Excerpted passage:
===============

Cooperative Fish and Wildlife Research Units Program: Arizona
Education, Research and Technical Assistance for Managing Our Natural Resources

Arizona Project

Evolution of the Ocelot in Arizona

January 2012 - December 2017


Participating Agencies

  • Arizona Game & Fish Dept.

Goal: Determine the relationship of ocelots in Arizona to ocelots in neighboring populations in Mexico. The ocelot (Leopardus pardalis) once occurred along both coasts and inland in northern Mexico, and into Texas and Arizona in the US. They reached southeastern Arizona as occasional wanderers from Mexico. There is little known about the genetic relationships of these occasional ocelots in Arizona, to ocelots in northern Mexico, to ocelots further south and east in their range. In order to gain better information on the evolutionary history and how ocelot population are subdivided in the northern part of their range, we will address the following objectives: Collect samples from museums (hide, bone) and other verifiable sources (blood, tissue, scat, hide, other) from northern, Mexico and Arizona. Perform appropriate genetic analyses on samples for species identification (for unknown origin samples) and DNA genotyping for relatedness estimates. Analyze genetic data to determine relatedness within populations, and between Arizona and northern Mexico. Compare samples from Arizona and northern Mexico to samples from other parts of Mexico, Texas and the remainder of the ocelot range, using data from other ocelot studies. Collect morphological data on all museum specimens and other skins and skulls.

===============

Tasks for this exercise:
(a) According to the ocelot project description, how did ocelots reach southeastern Arizona?
(b) Extract, word for word, the part of the ocelot project description that starts at "Cooperative Fish and" and stops after "Game & Fish Dept.".
Rely only on the ocelot project description for the answers.

===============

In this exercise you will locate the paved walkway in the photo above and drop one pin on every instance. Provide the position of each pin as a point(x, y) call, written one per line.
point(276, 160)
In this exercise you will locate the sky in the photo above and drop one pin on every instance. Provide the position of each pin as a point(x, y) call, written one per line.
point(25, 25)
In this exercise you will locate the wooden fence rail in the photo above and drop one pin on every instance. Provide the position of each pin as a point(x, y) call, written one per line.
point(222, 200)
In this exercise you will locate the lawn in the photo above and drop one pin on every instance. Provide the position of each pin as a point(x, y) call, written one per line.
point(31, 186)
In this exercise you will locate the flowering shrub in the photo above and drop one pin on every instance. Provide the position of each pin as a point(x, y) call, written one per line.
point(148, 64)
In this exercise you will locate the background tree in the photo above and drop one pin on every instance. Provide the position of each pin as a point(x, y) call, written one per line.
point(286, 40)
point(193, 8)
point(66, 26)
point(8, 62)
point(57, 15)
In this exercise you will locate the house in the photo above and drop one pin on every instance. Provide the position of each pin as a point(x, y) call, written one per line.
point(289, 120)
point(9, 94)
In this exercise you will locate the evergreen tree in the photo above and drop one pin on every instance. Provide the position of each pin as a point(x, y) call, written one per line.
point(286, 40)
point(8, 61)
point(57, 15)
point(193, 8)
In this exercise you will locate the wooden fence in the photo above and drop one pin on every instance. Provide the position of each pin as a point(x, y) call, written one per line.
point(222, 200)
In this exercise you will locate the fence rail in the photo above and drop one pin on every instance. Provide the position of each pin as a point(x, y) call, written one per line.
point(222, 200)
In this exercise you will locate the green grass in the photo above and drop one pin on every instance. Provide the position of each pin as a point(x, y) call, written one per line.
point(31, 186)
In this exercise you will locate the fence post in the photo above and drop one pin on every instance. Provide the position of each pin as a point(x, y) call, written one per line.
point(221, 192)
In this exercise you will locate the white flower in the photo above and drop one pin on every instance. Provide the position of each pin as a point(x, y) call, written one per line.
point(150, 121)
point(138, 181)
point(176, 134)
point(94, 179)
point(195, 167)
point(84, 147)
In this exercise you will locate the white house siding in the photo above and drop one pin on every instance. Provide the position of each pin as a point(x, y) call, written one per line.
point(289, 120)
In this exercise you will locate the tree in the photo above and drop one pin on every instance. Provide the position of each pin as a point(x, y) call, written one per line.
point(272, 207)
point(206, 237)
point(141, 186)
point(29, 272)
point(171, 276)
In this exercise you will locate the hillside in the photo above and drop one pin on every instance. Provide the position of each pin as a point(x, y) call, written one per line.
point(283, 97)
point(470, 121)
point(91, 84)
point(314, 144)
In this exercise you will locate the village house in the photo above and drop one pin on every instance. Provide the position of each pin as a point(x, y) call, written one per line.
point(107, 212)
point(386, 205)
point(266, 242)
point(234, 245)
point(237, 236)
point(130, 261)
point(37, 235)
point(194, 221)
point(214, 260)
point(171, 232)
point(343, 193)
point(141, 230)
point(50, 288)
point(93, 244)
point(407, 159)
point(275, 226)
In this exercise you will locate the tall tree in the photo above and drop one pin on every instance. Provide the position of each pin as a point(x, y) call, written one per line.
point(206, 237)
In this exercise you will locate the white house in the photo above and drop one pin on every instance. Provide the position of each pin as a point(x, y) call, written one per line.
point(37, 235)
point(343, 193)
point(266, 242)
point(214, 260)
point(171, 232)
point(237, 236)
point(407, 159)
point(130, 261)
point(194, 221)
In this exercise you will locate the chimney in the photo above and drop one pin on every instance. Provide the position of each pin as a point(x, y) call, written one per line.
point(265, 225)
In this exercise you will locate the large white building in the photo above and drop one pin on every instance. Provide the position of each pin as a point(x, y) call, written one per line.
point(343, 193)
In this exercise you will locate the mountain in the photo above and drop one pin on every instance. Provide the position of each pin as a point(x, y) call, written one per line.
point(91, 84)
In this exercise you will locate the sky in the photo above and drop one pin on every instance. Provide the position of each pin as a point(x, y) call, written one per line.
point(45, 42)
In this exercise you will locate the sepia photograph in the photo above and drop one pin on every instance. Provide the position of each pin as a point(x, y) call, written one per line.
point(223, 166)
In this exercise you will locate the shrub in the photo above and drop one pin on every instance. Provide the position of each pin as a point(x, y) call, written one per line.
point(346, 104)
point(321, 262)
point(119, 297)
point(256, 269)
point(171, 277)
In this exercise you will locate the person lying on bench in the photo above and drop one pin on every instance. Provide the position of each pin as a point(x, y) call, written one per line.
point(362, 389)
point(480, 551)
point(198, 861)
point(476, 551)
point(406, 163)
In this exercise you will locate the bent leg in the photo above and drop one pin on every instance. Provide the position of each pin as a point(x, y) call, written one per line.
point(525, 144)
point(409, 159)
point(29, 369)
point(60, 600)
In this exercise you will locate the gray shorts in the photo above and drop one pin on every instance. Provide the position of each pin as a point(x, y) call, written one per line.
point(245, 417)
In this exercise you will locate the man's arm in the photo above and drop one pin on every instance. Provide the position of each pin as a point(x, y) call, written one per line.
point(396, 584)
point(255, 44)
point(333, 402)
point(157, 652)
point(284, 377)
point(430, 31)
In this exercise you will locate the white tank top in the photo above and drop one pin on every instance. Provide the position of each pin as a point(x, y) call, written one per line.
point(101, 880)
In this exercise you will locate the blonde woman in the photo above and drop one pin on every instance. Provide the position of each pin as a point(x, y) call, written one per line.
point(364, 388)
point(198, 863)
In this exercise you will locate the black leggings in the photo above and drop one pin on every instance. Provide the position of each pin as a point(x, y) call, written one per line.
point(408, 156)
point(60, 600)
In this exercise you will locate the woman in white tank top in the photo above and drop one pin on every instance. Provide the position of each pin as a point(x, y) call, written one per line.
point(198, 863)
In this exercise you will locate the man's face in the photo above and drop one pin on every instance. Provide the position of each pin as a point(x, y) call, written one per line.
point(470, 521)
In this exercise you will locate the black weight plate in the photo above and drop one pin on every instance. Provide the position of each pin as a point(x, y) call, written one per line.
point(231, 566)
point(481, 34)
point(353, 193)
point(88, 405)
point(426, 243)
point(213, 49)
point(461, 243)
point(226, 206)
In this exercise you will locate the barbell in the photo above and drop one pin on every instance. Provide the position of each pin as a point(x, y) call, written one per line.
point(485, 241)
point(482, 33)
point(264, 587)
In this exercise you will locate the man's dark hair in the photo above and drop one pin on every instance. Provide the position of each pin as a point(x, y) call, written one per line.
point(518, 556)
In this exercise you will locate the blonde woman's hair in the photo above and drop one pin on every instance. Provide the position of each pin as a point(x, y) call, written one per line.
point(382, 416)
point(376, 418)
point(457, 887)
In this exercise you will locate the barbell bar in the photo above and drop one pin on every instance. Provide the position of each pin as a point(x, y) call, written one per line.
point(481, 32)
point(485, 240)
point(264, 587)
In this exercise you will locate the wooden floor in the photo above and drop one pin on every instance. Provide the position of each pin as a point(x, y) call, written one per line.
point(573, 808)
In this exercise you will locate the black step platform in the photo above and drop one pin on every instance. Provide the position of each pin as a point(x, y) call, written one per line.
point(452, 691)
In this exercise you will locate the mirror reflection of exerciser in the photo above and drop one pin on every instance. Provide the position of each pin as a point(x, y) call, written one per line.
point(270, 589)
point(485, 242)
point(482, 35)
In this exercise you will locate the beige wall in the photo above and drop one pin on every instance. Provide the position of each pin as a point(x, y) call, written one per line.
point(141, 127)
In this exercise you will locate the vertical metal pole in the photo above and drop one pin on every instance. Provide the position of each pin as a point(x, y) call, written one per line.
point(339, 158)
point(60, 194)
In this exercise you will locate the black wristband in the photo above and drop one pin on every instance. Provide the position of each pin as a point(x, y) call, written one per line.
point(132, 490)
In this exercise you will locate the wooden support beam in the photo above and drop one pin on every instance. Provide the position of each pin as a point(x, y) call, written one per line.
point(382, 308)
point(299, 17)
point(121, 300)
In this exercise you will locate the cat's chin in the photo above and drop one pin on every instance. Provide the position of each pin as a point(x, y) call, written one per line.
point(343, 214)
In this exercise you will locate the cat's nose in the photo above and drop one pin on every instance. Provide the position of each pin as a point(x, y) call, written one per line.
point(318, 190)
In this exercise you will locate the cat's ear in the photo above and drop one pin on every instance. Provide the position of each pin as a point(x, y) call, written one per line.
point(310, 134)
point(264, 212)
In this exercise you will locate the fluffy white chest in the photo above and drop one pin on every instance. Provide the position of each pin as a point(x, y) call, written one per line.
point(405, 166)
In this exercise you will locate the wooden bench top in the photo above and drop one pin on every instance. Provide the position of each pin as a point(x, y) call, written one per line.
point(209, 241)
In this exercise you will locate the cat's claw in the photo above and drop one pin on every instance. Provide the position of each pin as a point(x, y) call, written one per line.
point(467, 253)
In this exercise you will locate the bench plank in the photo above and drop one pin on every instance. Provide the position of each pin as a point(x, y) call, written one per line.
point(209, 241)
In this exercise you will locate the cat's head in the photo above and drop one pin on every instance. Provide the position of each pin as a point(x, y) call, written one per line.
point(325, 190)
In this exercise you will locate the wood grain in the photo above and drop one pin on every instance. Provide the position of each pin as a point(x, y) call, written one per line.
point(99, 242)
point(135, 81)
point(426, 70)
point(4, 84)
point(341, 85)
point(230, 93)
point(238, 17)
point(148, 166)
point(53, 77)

===============

Answers by item:
(a) As occasional wanderers from Mexico.

(b)
Cooperative Fish and Wildlife Research Units Program: Arizona
Education, Research and Technical Assistance for Managing Our Natural Resources

Arizona Project

Evolution of the Ocelot in Arizona

January 2012 - December 2017


Participating Agencies

  • Arizona Game & Fish Dept.